**Requirement:** Please restate the data that follows word for word, with the pictures left out.

........

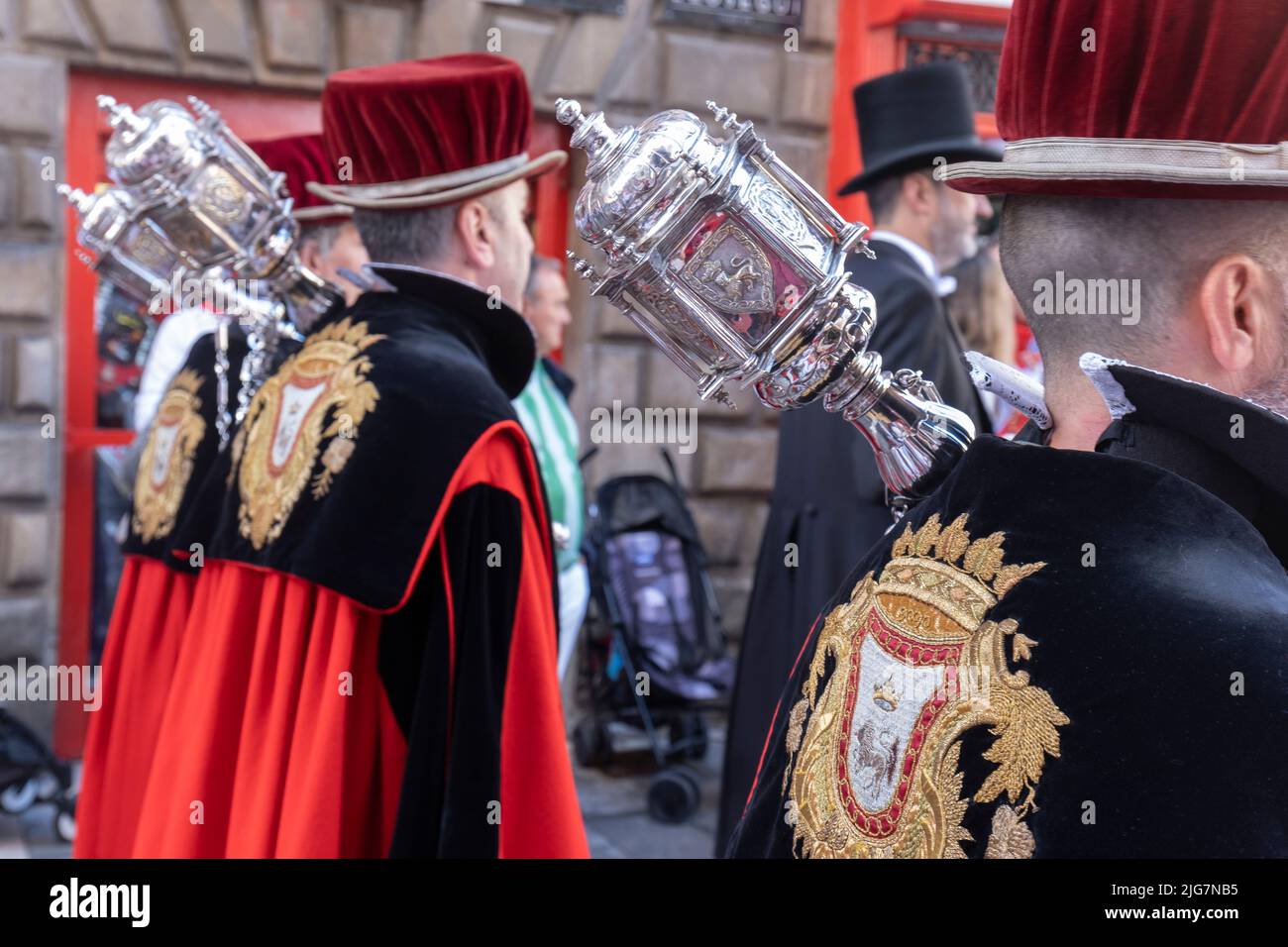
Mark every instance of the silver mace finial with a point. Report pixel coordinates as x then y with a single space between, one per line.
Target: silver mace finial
120 114
76 197
724 118
583 266
568 112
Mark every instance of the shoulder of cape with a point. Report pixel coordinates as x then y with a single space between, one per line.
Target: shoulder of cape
406 419
170 470
1159 541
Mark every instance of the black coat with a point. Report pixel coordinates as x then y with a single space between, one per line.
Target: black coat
1098 644
828 499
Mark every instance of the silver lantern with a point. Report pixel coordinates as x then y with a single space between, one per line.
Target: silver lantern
193 202
734 266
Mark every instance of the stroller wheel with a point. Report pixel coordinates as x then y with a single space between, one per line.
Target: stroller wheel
20 796
590 742
64 825
673 796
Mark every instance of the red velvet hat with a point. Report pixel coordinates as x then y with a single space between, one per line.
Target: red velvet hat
303 158
1141 98
429 132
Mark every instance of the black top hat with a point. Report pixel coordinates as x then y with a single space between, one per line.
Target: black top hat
909 119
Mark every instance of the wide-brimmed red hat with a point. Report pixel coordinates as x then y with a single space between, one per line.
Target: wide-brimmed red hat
1140 98
303 159
429 132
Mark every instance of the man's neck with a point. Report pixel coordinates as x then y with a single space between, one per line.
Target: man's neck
1078 414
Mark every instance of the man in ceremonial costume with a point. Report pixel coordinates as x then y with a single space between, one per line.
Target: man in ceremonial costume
828 504
155 594
1076 648
370 668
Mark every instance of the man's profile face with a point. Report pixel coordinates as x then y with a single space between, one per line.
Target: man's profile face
546 308
346 253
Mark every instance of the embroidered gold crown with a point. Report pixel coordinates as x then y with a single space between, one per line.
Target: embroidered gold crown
980 558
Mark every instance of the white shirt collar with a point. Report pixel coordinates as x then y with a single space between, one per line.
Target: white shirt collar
921 257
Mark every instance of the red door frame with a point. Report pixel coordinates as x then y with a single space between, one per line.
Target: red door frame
252 114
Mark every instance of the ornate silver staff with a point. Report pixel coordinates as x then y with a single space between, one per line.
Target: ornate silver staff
734 266
192 201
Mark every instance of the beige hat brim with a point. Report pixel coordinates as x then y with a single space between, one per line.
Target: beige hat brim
531 169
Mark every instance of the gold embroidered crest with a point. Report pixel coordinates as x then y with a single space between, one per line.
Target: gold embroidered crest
915 664
165 466
279 441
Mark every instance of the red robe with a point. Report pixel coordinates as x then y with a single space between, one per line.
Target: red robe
366 681
154 600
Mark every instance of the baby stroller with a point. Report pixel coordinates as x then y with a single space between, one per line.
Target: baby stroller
653 654
31 775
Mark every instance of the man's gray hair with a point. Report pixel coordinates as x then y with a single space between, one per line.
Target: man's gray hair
540 263
406 236
413 237
1160 248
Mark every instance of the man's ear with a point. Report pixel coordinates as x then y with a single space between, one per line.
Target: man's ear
1240 307
918 193
309 254
477 239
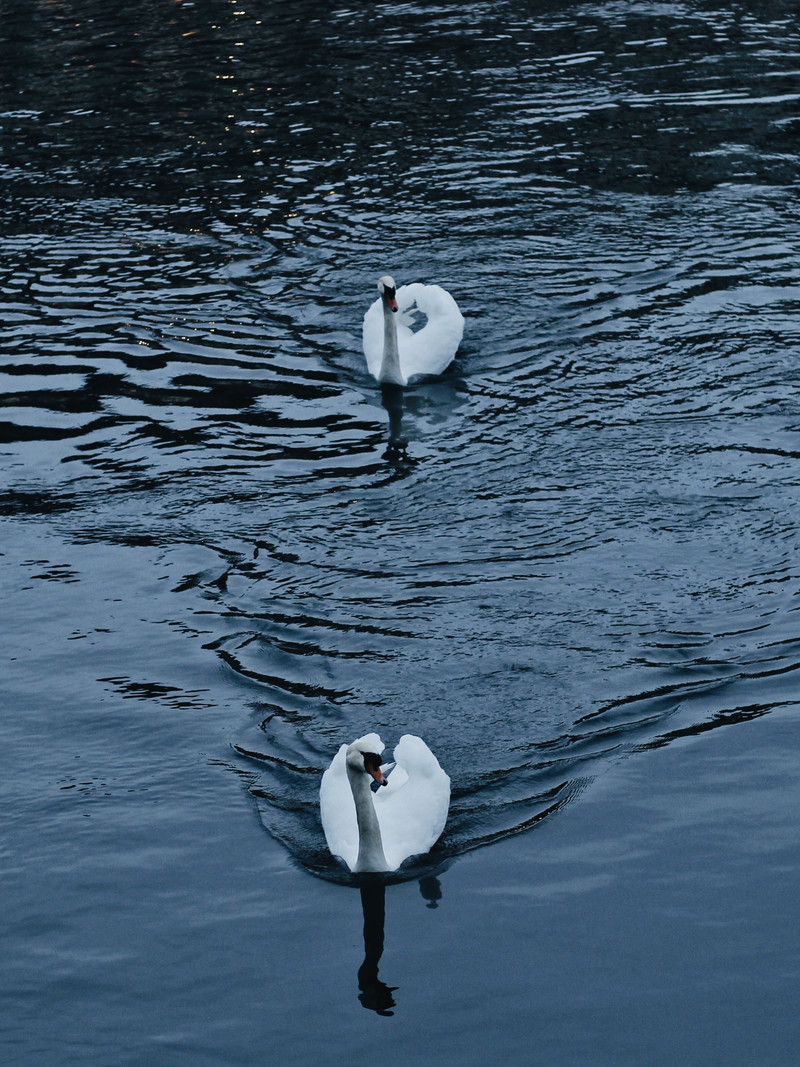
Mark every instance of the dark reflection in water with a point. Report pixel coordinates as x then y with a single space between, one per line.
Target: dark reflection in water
374 994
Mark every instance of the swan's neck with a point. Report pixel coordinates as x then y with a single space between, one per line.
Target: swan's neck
390 363
370 845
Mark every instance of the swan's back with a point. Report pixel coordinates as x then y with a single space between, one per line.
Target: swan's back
431 349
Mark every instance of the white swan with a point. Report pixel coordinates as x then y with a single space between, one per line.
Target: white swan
378 831
395 352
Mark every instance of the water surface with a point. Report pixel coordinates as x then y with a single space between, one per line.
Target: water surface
579 585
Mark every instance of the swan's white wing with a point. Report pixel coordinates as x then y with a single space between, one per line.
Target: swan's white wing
432 349
337 807
412 810
337 810
372 337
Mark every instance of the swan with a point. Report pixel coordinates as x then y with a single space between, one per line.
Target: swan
395 352
404 817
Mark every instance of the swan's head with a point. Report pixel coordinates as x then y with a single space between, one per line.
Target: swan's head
387 289
363 760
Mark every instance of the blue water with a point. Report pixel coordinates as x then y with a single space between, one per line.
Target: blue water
579 584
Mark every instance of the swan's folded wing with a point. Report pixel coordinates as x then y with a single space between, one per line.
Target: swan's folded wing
413 811
337 810
372 337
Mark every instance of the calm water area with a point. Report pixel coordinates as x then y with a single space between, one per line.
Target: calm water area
580 585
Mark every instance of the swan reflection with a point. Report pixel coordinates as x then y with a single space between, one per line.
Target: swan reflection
392 398
374 994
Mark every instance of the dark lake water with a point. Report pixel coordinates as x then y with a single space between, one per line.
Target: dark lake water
581 585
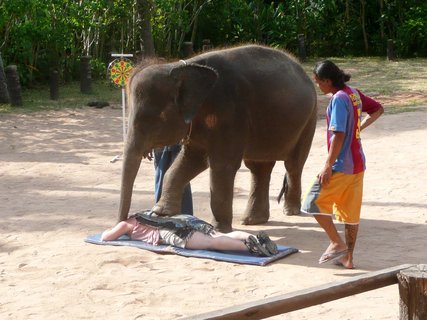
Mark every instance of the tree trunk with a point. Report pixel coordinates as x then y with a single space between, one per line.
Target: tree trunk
144 8
4 94
363 23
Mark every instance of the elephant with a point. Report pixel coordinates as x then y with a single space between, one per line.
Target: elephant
252 103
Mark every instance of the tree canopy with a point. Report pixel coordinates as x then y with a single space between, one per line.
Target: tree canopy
40 35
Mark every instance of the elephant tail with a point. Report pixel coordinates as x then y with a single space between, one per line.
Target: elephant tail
284 188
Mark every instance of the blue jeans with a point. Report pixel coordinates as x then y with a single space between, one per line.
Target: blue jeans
162 161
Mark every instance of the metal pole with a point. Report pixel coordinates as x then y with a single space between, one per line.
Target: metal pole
124 113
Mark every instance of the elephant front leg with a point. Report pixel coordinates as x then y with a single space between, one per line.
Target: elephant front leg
292 205
222 185
258 207
188 164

........

**Your response:**
Mark every instance of the silver mace finial with a point. Report pixel coordinates as x then y with a single space between, one per line.
Target: silver mace finial
120 114
76 197
724 118
583 266
568 112
Mark every instance of the shoulder of cape with a point. Report pixel coordinates as x then y with a single space between, one per line.
Target: shoulder of cape
406 419
170 470
1159 541
Mark every instance of the black coat with a point. Report pixel coordinates as x then y with a single space between, one per line.
Target: black coat
1098 644
828 499
Mark every instance of the silver lantern with a point. Report pixel coordinates as x then y with a single space between, one per line.
Target: silver lantern
193 202
734 266
Mark every instance of the stroller wheel with a point. Report pixel coordinates as x then y with a single space between, one per line.
Target: stroller wheel
20 796
590 742
64 825
673 796
Mark every instance of the red velvet hat with a point. Report pixel coordinates as x then y with a single space between, one per line.
Target: red velvet hat
303 158
1141 98
429 132
Mark every instance of the black top hat with a point. Report pixel coordinates as x then y with a single space between, one per line.
Target: black top hat
909 119
Mark every instance of the wide-brimmed red hat with a point. Report pixel coordinates as x then y with a single space between, one per line.
Target: wide-brimmed red hat
1140 98
303 159
429 132
Mark every instance of the man's neck with a point. Report pixel coordinates as x then y with a single space between, one per line.
Target: man's neck
1078 414
Mark every instance of the man in ceremonial costume with a point. Report pixel coordinates as x then y with a single space between, one per line.
Target: man in ceremonial costume
828 504
155 594
1076 648
370 668
Mark every instance of the man's profile face with a point. Report pixel coordinates as x then y with a single space between, one per line.
Target: man's profile face
546 308
346 253
Mark every instance of the embroidered gold crown with a point. Report pixel coordinates as x then y with a single space between, one per line.
Target: embroidered gold crown
980 558
Mark every instance of the white shirt collar with a point. Report pixel coordinates as x then y with a single space between, one per line.
Target: white shirt collar
921 257
Mark every instance of the red door frame with a point. Report pixel coordinates as x then y with a single space between, one per line.
Target: red door frame
252 114
Mark every instance of the ornate silver staff with a point. Report pixel coordinates as x then y with a single space between, one per line.
Target: ornate silver staff
734 266
192 201
Mark every instance of the beige hat brim with a point. Report pixel coordinates as x then y with a single space between, one per line.
Target: beige hat brim
531 169
Mark every instance of the gold embroidered crest with a point. Report pixel coordinates as x then y with a single space between, one per line.
Target: gold embroidered crest
915 664
165 466
279 441
Mark every instance of the red robe with a point. Report pixel coordinates as x then y with a single space between, one per line.
Target: red robe
366 681
154 600
Mark every instance of the baby stroller with a point. Report pixel coordinates as x then y with a single space between, one per line.
Target: baby stroller
653 654
31 775
Mark every instance of the man's gray hair with a point. Report pixel coordinates as x then y with a single space between, one per line.
Target: man's gray hair
540 263
406 236
413 237
1160 248
Mark every instance of the man's ear with a point. Report pixel coordinates as x then y with a single space between, one per line.
Target: man's ear
1240 307
918 193
309 254
477 239
Mark every instance of the dark reflection in water with a point. Report pixel coordinates as x then y with a single space between, one per line.
Target: dark reflection in water
374 994
Mark every instance of the swan's neck with a point. Report pixel coordinates as x then y with a single space between, one per line.
Target: swan's neck
390 363
370 845
Mark every instance of the swan's back with a point. Report pixel coordinates as x then y with a single space between, one per line.
Target: swan's back
431 349
Mark every instance of the white swan with a point. Report pixel coordinates as x then y with a single space between, one per line.
Target: white swan
378 831
395 352
Mark every instance of the water surface with a point. Report pixel coordinates as x then y with a single space between, one per line.
Target: water surface
579 585
Mark every instance of the swan's white wing with a point. Report pixel coordinates as x then y with a single space between, one per line.
Target: swan's white wing
432 349
337 807
412 810
337 810
372 337
Mark every instance of the swan with a point. Report pixel coordinates as x then y with a single space between, one per line.
Target: swan
395 352
404 817
Mark every instance of the swan's head with a point. Report pixel coordinates as x then y with a single space between, one per line.
Target: swan's head
387 289
363 760
Mark every instance of the blue water with a point. Report pixel coordinates as x then y with a single space between, one per line.
Target: blue water
579 584
Mark every instance of the swan's folded wing with a point. Report pixel coordinates as x then y with a single space between, one per line.
Target: swan's folded wing
413 811
337 810
372 337
Mark every instance of the calm water area with a point. Report pixel coordinates as x then y with a single space between, one per line.
Target: calm water area
580 585
Mark every instance of the swan reflection with a point. Report pixel coordinates as x then y with a single space between, one per line.
Target: swan reflection
392 398
374 994
Mark every instance of the dark lake water with a point. Report pixel coordinates as x then y with a single space between, one per line.
Target: dark lake water
581 585
Mark every instance of the tree trunk with a point. Report pixel coordinates as x then y with a single space between, one per line.
Target: tree trunk
144 8
4 94
363 23
Mark every instance of the elephant with a point. Report pixel coordinates as x then y with a single space between, one per line.
Target: elephant
252 103
Mark every instance of the tree canopy with a point. Report pixel coordinates as x then y with a single space between, one per line.
Target: tree canopy
40 35
Mark every instance of the elephant tail with a point. Report pixel coordinates as x then y with a single space between, one per line.
Target: elephant tail
284 188
Mark every instance of the blue jeans with a point. Report pixel coordinates as x then y with a single space between, one per line.
Target: blue jeans
162 161
Mark every instance of the metal pole with a point. Report pixel coordinates as x then y with a single space between, one per line.
Target: metal pole
124 113
Mark every instance of the elephant front leg with a point. Report pixel coordinates as x then y with a single space between, one per line.
Target: elephant front leg
292 205
222 185
258 207
188 164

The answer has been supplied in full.